**Requirement A:**
Answer these from the job listings:
(i) What is the approximate value of the regional grant portfolio the Grants Manager will be responsible for?
(ii) Where is the Program Specialist role located?
(iii) What is the application deadline for the Grants Manager position?
--- begin Page ---
Grants Manager – Lloyds Bank Foundation: Lloyds Bank Foundation is looking to appoint a Grants Manager, who will be responsible for a regional grant portfolio of c.£3m. The successful candidate will have at least three years’ experience providing developmental support to help strengthen charities as well as previous experience in undertaking grant assessment and grant management work. Candidates should also have well-established networks across the voluntary sector and a good understanding of the environment that small and local charities are operating in. Location: North East England region. Deadline for application is the 22nd October 2018.
Program Specialist – Open Society Foundations: The Open Society Foundations seeks a Program Specialist to work as part of its Special Initiatives and Partnerships team within U.S. Programs. The role requires specialised knowledge of advocacy and how independent non-profit organisations and community-based efforts and movements can bring about social change. The successful candidate will have knowledge and experience in local, state, and/or federal advocacy, civic engagement, nonpartisan political participation, organisational capacity building, public leadership development, structures of democratic participation, social movements and/or grassroots organising, or related fields. Location: New York, United States of America. Deadline for Application is 26th October 2018.
--- end Page ---
--- begin Source records ---
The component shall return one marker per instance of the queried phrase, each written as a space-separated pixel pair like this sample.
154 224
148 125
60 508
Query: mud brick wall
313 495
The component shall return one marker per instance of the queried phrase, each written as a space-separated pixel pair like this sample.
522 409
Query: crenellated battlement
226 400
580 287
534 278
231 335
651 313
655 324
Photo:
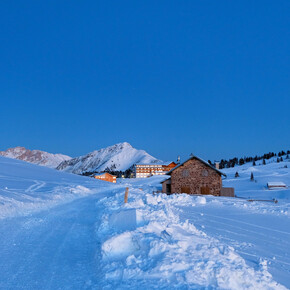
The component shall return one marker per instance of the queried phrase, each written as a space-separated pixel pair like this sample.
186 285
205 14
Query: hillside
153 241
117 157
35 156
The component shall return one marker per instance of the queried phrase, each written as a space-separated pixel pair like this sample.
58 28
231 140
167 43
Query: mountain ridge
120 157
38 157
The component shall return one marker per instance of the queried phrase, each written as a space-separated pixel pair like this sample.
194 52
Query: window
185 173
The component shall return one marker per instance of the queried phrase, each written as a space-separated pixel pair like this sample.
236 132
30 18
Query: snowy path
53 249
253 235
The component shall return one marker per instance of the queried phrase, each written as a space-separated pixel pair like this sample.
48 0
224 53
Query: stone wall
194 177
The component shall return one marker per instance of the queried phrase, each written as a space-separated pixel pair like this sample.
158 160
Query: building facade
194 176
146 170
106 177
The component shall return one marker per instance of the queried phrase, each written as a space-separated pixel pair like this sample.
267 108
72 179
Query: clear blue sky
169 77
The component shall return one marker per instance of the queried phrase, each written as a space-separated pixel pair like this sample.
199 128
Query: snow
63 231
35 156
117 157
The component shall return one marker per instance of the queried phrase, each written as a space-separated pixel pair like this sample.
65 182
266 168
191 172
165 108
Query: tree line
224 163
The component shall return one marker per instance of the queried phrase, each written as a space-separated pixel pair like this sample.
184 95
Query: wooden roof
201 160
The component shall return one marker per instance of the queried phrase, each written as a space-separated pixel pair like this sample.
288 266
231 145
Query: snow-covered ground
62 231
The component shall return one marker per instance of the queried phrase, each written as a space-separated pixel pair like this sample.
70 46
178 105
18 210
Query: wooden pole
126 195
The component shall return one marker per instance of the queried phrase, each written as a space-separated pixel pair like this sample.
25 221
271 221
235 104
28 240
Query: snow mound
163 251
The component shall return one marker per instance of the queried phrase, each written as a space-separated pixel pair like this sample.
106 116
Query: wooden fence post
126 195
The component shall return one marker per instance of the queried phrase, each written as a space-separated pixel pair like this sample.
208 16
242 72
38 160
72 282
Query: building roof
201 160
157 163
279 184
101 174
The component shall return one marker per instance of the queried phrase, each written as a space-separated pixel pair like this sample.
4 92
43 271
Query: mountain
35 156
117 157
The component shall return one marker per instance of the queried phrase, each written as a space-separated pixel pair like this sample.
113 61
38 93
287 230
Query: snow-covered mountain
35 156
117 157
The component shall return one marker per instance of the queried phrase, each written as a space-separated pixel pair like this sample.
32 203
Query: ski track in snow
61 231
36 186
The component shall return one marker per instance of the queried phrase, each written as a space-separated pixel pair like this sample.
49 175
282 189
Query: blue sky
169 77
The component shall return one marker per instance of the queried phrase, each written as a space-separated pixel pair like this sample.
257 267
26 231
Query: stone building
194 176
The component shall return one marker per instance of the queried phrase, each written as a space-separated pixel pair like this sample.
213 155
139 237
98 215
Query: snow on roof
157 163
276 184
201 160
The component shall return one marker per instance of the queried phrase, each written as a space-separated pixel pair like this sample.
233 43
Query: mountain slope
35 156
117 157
--- end Source records ---
--- begin Source records ---
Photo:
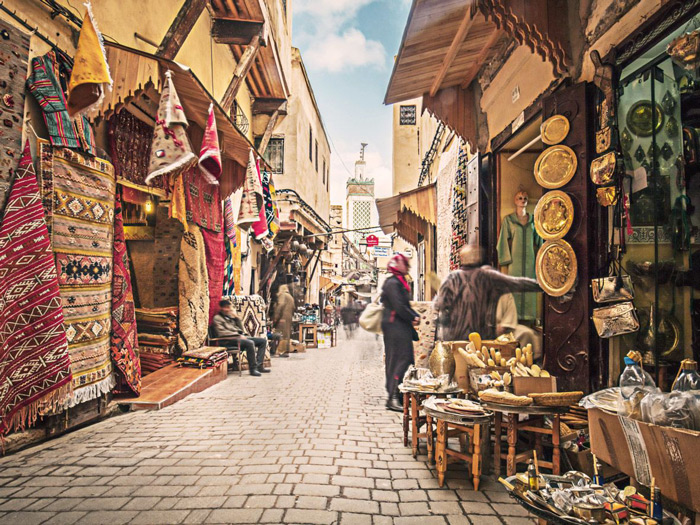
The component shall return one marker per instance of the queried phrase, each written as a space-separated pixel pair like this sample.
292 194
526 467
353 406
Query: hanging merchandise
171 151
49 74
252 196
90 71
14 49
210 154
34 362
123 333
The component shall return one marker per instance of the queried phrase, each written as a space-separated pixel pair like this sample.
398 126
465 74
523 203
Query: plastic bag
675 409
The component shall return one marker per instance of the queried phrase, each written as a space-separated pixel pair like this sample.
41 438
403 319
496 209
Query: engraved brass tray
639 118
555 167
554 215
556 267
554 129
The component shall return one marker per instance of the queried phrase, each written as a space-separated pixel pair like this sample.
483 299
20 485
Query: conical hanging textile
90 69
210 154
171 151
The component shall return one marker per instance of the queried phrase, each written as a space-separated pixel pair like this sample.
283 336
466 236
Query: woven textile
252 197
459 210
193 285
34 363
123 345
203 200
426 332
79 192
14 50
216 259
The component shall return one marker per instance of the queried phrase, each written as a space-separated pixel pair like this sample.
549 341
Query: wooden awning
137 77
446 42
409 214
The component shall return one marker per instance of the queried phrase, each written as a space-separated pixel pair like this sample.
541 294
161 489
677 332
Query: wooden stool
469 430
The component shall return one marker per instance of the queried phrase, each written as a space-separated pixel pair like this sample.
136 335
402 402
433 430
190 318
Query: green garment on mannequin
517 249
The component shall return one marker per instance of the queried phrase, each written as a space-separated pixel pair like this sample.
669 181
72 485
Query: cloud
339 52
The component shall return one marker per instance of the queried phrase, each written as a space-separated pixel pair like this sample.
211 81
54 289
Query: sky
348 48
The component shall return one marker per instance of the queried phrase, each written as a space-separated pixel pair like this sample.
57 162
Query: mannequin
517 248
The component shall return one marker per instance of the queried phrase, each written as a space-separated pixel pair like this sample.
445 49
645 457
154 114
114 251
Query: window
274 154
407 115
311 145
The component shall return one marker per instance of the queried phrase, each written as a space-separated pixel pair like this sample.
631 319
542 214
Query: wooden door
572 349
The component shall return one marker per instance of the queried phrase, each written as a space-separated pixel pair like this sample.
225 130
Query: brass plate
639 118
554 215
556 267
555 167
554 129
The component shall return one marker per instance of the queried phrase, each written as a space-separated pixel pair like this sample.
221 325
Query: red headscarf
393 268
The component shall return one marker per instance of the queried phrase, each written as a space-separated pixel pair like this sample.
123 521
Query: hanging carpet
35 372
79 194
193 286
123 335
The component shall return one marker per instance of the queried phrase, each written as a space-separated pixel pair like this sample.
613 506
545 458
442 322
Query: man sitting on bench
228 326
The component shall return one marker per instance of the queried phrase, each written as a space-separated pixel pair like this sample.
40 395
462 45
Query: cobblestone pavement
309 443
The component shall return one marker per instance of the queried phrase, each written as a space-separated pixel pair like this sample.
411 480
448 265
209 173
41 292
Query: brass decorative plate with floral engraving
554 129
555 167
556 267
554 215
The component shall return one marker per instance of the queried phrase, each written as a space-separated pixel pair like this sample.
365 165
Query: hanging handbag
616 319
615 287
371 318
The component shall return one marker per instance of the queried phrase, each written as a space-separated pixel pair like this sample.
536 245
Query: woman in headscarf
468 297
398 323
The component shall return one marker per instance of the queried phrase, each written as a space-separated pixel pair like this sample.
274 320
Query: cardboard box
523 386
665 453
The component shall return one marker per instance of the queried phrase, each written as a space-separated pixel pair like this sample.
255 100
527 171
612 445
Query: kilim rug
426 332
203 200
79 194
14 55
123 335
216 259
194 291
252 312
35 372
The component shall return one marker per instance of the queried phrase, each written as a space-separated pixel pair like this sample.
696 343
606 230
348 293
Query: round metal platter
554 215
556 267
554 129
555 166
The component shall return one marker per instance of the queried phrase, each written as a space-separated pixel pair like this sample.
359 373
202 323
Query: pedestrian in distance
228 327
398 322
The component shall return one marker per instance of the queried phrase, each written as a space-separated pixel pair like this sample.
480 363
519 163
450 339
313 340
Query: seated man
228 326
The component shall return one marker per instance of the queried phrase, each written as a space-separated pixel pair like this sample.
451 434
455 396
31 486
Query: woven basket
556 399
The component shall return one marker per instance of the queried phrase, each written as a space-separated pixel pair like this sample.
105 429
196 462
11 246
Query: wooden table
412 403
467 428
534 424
--- end Source records ---
**Requirement B:** Locate each line of the records containing the string "mannequin", treating case as significant, and copy those lines.

**Problem solution A:**
(i) About £3m (c.£3m).
(ii) New York, United States of America.
(iii) 22nd October 2018.

**Problem solution B:**
Query: green garment on mannequin
Query: mannequin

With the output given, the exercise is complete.